Reading passage:
════════════════
Meet Ruby: Biotech Research Scientist

After nearly two decades in biotech, Ruby Cheung didn’t expect artificial intelligence to be part of what came next.

For most of her career, she worked inside large, complex scientific organizations, helping move pharmaceuticals from early research through testing and, eventually, into the market. The work demanded precision and patience. Over time, she found herself drawn less to the bench and more to the connective tissue around it—the planning, coordination, and judgment required to keep long, multi-year efforts moving.

“I was able to see pharmaceuticals going from basic research, through testing, all the way to market,” she says. “Knowing I was part of that pipeline was very satisfying.”

Then the industry slowed. Layoffs rippled through biotech, and Ruby was laid off for the first time in her career.

She took it as opportunity to pause. She traveled. She spent time outside. She let herself think about what kind of work she wanted to do next—and what she didn’t.

That reflection eventually led her somewhere unexpected.

A Career Built on Judgment and Systems

Ruby’s career has never followed a single, straight line. She double-majored in science and music, studying classical piano while preparing for a future in biotech. During school, she taught piano on weekends to cover rent and books. The balance—discipline paired with creativity, endurance paired with structure—became a pattern she carried with her.

In biotech, that meant moving from academic research into industry roles where she could see how decisions upstream affected outcomes years later. She gravitated toward operations and project management, translating complex scientific work into systems that could actually function across teams.

She learned about Mercor through a friend and assumed, at first, that it wouldn’t be relevant. Her background was biotech. The work was AI.
════════════════
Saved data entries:

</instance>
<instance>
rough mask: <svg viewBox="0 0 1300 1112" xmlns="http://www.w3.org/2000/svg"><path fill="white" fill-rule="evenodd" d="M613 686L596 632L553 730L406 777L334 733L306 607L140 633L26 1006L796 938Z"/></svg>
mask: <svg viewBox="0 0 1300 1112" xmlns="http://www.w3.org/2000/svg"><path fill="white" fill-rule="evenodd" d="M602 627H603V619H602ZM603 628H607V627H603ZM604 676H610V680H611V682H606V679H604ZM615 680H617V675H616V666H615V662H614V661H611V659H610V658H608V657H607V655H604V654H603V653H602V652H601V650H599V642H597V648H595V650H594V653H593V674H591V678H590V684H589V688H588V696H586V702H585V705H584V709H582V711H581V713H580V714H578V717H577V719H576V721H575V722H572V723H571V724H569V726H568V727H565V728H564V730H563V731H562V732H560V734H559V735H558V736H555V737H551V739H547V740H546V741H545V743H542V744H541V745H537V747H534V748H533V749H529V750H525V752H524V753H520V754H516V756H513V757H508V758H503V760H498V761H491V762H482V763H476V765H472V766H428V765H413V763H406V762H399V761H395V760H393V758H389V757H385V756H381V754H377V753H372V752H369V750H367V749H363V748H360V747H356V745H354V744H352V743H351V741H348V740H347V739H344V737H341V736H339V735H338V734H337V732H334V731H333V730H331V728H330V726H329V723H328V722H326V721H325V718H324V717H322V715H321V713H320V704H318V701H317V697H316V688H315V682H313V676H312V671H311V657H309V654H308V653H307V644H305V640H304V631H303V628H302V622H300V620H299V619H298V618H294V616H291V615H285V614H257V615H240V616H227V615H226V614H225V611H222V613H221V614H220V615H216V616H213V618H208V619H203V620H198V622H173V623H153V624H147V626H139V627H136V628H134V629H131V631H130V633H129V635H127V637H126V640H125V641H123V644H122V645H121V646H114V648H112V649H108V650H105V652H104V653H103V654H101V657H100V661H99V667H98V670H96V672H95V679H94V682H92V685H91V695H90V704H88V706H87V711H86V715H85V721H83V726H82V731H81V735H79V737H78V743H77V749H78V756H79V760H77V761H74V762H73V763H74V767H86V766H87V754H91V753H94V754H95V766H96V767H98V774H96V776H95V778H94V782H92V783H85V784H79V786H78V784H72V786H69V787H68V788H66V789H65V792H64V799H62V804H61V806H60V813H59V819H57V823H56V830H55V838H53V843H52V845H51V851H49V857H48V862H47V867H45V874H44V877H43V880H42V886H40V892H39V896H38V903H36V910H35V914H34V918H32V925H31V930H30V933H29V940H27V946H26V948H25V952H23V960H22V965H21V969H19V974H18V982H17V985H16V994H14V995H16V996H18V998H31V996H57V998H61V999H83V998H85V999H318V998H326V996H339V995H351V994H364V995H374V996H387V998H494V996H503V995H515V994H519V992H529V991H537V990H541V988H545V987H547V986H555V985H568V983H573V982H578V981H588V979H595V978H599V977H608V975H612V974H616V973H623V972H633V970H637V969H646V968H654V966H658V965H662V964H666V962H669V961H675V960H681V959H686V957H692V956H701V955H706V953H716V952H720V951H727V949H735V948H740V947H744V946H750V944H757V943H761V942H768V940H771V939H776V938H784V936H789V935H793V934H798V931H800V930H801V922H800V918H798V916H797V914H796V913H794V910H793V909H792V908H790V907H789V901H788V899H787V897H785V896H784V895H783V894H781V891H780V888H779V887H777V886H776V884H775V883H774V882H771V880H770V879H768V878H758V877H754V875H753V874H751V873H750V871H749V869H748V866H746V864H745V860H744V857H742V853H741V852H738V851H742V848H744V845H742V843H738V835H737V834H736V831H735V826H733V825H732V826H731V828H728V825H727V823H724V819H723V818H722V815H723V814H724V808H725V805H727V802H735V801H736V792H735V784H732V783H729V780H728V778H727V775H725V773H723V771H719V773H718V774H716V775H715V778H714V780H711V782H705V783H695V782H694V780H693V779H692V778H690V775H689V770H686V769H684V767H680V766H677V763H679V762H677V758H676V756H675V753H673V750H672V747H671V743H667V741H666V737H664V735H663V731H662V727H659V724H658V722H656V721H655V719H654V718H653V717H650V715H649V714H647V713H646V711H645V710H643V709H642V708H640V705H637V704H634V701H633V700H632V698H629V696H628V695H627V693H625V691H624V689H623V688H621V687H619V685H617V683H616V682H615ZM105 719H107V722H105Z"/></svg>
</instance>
════════════════
Work order 1: From the Ruby Cheung profile, give again the part that opens with the words containing "Then the industry" and closes with "what she didn’t.".
Work order 2: Shorten the paragraph of the Ruby Cheung profile that begins "Ruby’s career has never followed a single, straight line" into a brief list of its main facts.
Work order 3: Pick up the Ruby Cheung profile right after its final sentence and keep writing it.

Written answer 1:
Then the industry slowed. Layoffs rippled through biotech, and Ruby was laid off for the first time in her career.

She took it as opportunity to pause. She traveled. She spent time outside. She let herself think about what kind of work she wanted to do next—and what she didn’t.

Written answer 2:
- Ruby’s career has not followed a single, straight line.
- She double-majored in science and music and studied classical piano while preparing for biotech.
- She taught piano on weekends in school to pay for rent and books.
- The mix of discipline and creativity, endurance and structure became a lasting pattern for her.

Written answer 3:
But the application process felt familiar.

“All I had to do was write about tasks I’d actually done in my career,” she says. “That part was very natural.”

Working Behind the Scenes of AI Systems

Through Mercor, Ruby began contributing as a senior domain expert on project-management-focused AI initiatives. The work centers on real professional workflows: how projects are scoped, how constraints are handled, where tradeoffs show up, and how decisions get made when information is incomplete.

“Now that I’m behind the scenes,” she says, “I understand how much human judgment goes into how these systems reason and respond.”

In biotech, progress is incremental. Systems are tested, refined, and improved over time. Oversight matters. Context matters. Nothing meaningful happens without people paying close attention.

“I like seeing something start at the beginning and move forward,” Ruby says. “I want to know my work isn’t just busywork.”

That sense of continuity is important to her. So is closure.

“Every time I submit something, it’s done,” she explains. “I like finishing things.”

Why Human Expertise Still Matters

For Ruby, that means applying the judgment she’s built over decades—grounded in real systems, real constraints, and real outcomes—to help shape how AI systems behave in the world.

Her story reflects a simple truth about how AI actually improves: it doesn’t happen automatically. It depends on people who understand how work really gets done, where judgment matters, and what complexity looks like in practice.

That’s the kind of expertise Ruby brings and why it still matters.